== Action item A ==
List every fish species that the Nordhavn 62 article names as found in Florida's waters.
== Action item B ==
Carry on the Nordhavn 62 article from the point at which it stops.

Nordhavn 62

The Nordhavn 62 provides enticing freedom during a long weekend cruise.

October 4, 2007

Sammy Cacciatore is a Melbourne, Fla., attorney who loves to fish. That’s not unusual in Florida, where sailfish, king mackerel, dolphin and marlin prowl the coastal regions. More bluewater action is just a few hours away in the Bahamas, and Florida’s backwaters are home to snook, redfish, tarpon and countless other species.

Like many of us with the incurable fishing disease, Sammy has trouble finding time to actually wet a line. The lifelong boater has sailed and raced aboard his Cal 20, Irwin 25 and Morgan 35, and he has owned a Striker 34, a Hatteras 46 and a Hatteras 52. His goal is to fish more from smaller boats, ferrying them from one hot spot to another aboard a dream-boat mothership.

That’s Moon River, his Nordhavn 62.


The yacht is well-known in passagemaking circles. Her shippy looks are romantic, creating an electrical arc of wanderlust as strong as the sparks around a finger stuck in a 240v outlet. Her allure is not empty: She carries enough fuel to steam nine knots nonstop for more than 3,000 miles, say from Portugal to New York.

We were barely under way, less than a mile from La Paz in Baja, Mexico, when I got into Moon River’s groove and started to absorb the surroundings like a thirsty camel at a midnight oasis. Idling down La Paz channel after departing Marina Palmira en route to Isla San Francisco in the Sea of Cortez, I recognized the “rust, right, returning” buoy system in the harbor. It struck me that a long-range vessel requires a different attitude than a dayhop boat: Slow down, ease back and drink in everything you see.

Passagemakers are designed to run around the clock. At 9 knots, you need to be under way every hour to cover any ground, and Moon River’s single 325 hp continuous-duty Lugger 6125 diesel chugged tirelessly. Noise fatigue is a worry on long trips because it wears you down, keeps you up at night and dulls your senses, but Moon River was almost silent. Her dry exhaust exits at the top of her mast, and the saloon sole is a submarine sandwich of 2″ Nida-Core, Soundown insulation and half-inch plywood. The engineroom overhead and bulkheads are covered with 3″ and 2″ layers of lead foam insulation, which muffles machinery noise like sand absorbs water.

== Data segment ==
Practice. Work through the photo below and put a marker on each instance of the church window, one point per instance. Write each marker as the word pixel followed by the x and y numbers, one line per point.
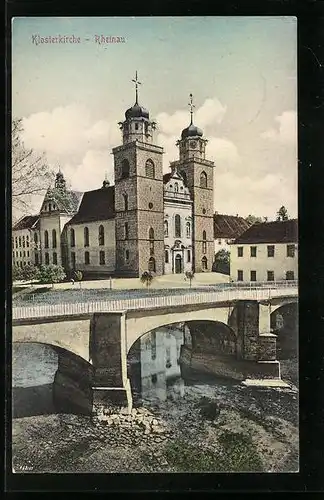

== Answer area A ==
sailfish, king mackerel, dolphin, marlin, snook, redfish, tarpon

== Answer area B ==
Just as important for a long-range vessel is self-sufficiency. You are on your own, with no detail too small to overlook. The infrastructure is yours to build, maintain and live by, which Sammy’s longtime skipper, Capt. Joe Magrane, knew all too well as Moon River came together.

Sammy wants to fish light tackle and is experienced with fly-casting. Thus, two boats ride on the bow: an 18′ Edgewater for trolling and bottom fishing, and a 16′ Egret flats skiff. While the after deckhouse leaves plenty of room on the forward deck, the boats are mounted with a bias to starboard to allow passage to the bow. In addition, a stowage box in the Egret makes it easy to step into the flats boat or the skiff from the centerline opening in the Portuguese bridge.

Both boats are powered with 130 hp Yamaha outboards and use identical systems from steering to gauges, from hardware to electronics. The redundancy is like having a fully stocked parts store aboard wherever Moon River travels. Each boat has a safety package with drinking water and a few American dollars. Gas for both boats is carried in two 80-gallon tanks in Moon River’s transom bustle. The Edgewater wears a console from a 15-footer, lowering the skiff’s profile so Moon River’s foredeck looks less busy when viewed from the side.


We arrived at Isla San Francisco after averaging 9 knots during the 40-some-mile trip from La Paz. At the anchorage, we noticed some activity aboard a pair of rusty shrimp boats and hustled over in the Egret to buy a few pounds for appetizers before our dinner of grilled lamb chops, avocado salad and merlot. Unlike a lot of first-evening meals, this one was full of alert, well-rested diners-a result of the steady, quiet ride in a stable boat.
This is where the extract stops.